SHORT TASK —
Convert only the records from the line containing "Find the fish" through the end of the records into a two-column CSV with the headers instruction and reply. Give one row per record, with its text and its answer each in a single quoted field and every line break replaced by a space.

ENTRIES SUPPLIED —
※

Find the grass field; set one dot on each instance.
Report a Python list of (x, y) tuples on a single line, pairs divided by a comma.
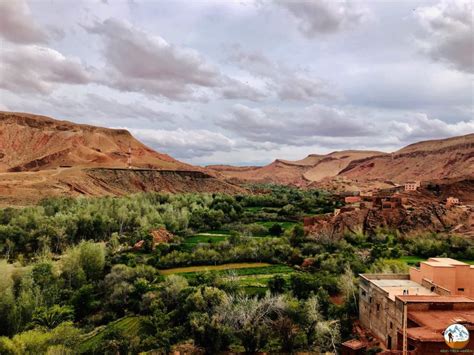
[(211, 238), (238, 269), (129, 325), (285, 225), (203, 268)]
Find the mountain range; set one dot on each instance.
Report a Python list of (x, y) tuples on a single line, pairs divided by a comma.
[(42, 156)]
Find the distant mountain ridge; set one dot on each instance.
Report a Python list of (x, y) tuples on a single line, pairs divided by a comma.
[(32, 142), (42, 157), (314, 167), (427, 160)]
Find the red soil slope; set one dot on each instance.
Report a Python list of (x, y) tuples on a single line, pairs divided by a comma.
[(31, 143)]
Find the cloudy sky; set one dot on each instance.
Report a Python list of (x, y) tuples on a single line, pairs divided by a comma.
[(245, 81)]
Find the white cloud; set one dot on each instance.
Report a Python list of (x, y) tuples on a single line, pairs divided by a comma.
[(185, 144), (18, 25), (138, 61), (295, 127), (35, 69), (325, 16), (288, 84), (449, 32)]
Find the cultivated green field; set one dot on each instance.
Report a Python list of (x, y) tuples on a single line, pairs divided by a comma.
[(285, 225), (204, 268), (130, 325)]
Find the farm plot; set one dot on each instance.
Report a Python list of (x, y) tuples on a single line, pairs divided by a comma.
[(130, 325), (204, 268)]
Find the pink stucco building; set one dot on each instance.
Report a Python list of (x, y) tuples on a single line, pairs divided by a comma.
[(445, 276)]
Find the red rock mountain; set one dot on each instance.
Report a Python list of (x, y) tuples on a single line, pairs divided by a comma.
[(429, 160), (31, 143), (299, 172), (42, 157)]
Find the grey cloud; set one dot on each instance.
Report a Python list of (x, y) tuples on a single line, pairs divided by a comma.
[(137, 61), (159, 68), (17, 25), (234, 89), (296, 127), (324, 16), (449, 33), (36, 69), (288, 83), (185, 144)]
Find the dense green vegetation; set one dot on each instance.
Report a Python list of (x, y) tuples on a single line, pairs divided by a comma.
[(239, 274)]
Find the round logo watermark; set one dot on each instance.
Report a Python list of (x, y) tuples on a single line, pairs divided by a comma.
[(456, 336)]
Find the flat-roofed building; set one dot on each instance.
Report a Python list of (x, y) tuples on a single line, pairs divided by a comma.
[(427, 319), (445, 276), (412, 185), (377, 311), (384, 299)]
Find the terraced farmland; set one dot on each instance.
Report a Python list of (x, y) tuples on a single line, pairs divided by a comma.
[(204, 268), (129, 325)]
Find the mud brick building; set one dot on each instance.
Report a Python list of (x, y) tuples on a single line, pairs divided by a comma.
[(427, 300)]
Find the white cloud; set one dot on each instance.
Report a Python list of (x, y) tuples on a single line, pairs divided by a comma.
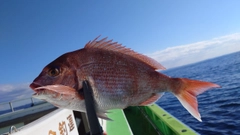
[(195, 52)]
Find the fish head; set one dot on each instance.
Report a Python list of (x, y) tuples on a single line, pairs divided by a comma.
[(58, 72), (58, 84)]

※

RESPONSE —
instruction,reply
"Find the fish head; set one dot on each instance. Report a Python list of (x, y) tuples on a single line, pairs divided by a comma.","[(58, 72), (58, 84)]"